───── PAGE TEXT

Vastu, an ancient theory of architecture from India, is commonly referred to as the Indian feng shui, though it predates feng shui by thousands of years. Vastu theory, which emphasizes the harmony of nature and one's interconnectedness with the universe, is derived from the Vedas -- four volumes of sacred scripture that form the foundation of Hinduism. While vastu is based in architecture, it is also concerned with the proper placement and arrangement of property, gardens, buildings, rooms, and interior objects. Thoughtful placement and perfect balance of dwellings is thought to bring health, happiness, and wealth to the occupants.

Vastu is a complex discipline that is philosophically related to yoga, ayurveda (holistic health and disease prevention), and jyotish (an Indian astrology), all of which originate in the Vedic scriptures. Like feng shui, vastu adheres to directional guidelines. Different planets govern different directions, and each direction governs certain aspects of life, corresponding to various natural elements:

  • The northeast is the water area.

──────────
───── EXTRACTED RECORDS

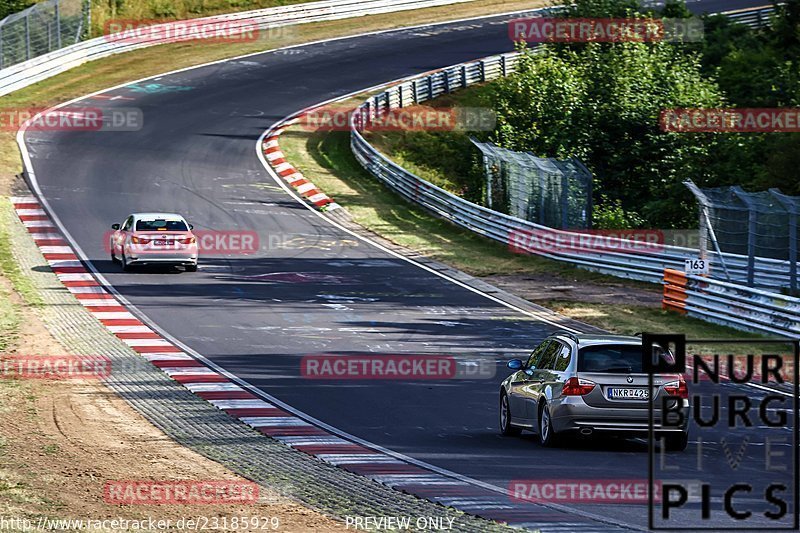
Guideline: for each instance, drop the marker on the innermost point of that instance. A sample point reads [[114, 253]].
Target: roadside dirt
[[541, 288], [61, 441]]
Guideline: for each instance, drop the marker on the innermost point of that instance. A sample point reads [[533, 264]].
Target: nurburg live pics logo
[[744, 472]]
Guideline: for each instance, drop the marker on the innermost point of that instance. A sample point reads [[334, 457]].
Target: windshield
[[161, 225]]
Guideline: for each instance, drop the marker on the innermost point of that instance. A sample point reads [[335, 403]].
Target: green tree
[[602, 103]]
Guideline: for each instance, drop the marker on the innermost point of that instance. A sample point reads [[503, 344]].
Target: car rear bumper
[[577, 416]]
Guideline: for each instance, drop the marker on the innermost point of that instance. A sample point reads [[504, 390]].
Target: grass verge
[[8, 266]]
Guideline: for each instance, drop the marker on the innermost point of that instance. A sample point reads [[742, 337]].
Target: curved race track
[[196, 155]]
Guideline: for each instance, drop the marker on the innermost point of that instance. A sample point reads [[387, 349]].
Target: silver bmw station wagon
[[590, 384]]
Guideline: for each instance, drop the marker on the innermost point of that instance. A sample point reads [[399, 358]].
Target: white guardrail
[[609, 255], [48, 65]]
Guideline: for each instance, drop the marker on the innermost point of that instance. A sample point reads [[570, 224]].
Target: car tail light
[[677, 388], [577, 387]]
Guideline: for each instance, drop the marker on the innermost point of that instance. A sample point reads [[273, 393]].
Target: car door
[[544, 377], [561, 372], [522, 387]]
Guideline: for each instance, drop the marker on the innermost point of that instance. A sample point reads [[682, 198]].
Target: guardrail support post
[[27, 38], [58, 23], [790, 206], [752, 227]]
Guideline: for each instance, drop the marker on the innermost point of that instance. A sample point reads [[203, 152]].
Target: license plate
[[628, 394]]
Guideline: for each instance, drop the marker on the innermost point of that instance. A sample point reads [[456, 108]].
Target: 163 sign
[[740, 470]]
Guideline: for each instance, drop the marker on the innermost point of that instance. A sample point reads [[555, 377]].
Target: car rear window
[[610, 358], [161, 225]]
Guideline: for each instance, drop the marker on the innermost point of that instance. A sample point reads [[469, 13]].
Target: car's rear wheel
[[676, 442], [505, 419], [547, 436]]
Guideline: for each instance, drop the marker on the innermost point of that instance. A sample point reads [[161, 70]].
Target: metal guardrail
[[731, 305], [646, 265], [42, 28], [47, 65]]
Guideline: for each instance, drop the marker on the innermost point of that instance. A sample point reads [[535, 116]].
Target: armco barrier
[[45, 66], [645, 265], [731, 305]]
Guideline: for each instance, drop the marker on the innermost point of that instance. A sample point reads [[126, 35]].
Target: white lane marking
[[358, 458], [87, 290], [241, 404], [105, 315], [293, 441], [168, 356], [188, 371], [147, 342], [125, 329], [213, 387]]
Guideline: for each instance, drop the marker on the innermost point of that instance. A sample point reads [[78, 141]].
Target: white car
[[154, 238]]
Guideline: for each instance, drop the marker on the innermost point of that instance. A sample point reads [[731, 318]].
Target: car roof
[[166, 216], [585, 339]]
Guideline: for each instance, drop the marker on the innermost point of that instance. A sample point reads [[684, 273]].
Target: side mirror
[[515, 364]]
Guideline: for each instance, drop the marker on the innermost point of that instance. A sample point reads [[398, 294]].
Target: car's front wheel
[[547, 436], [505, 419]]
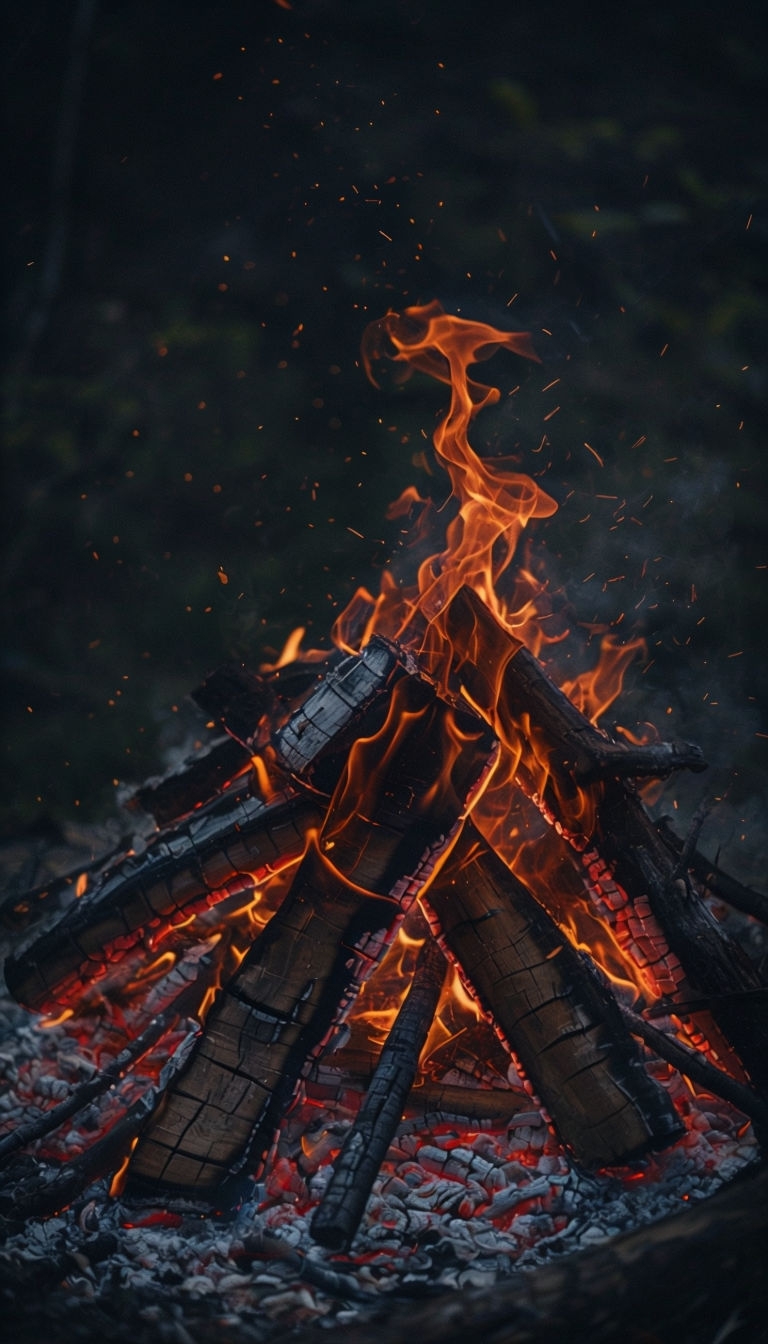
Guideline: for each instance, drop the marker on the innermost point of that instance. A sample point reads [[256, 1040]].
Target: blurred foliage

──────────

[YOUR TASK]: Change "northeast" to "north" and give the part of the vastu passage that opens with the words containing "Vastu is a complex" and closes with "the water area.".

[REPLY]:
Vastu is a complex discipline that is philosophically related to yoga, ayurveda (holistic health and disease prevention), and jyotish (an Indian astrology), all of which originate in the Vedic scriptures. Like feng shui, vastu adheres to directional guidelines. Different planets govern different directions, and each direction governs certain aspects of life, corresponding to various natural elements:

  • The north is the water area.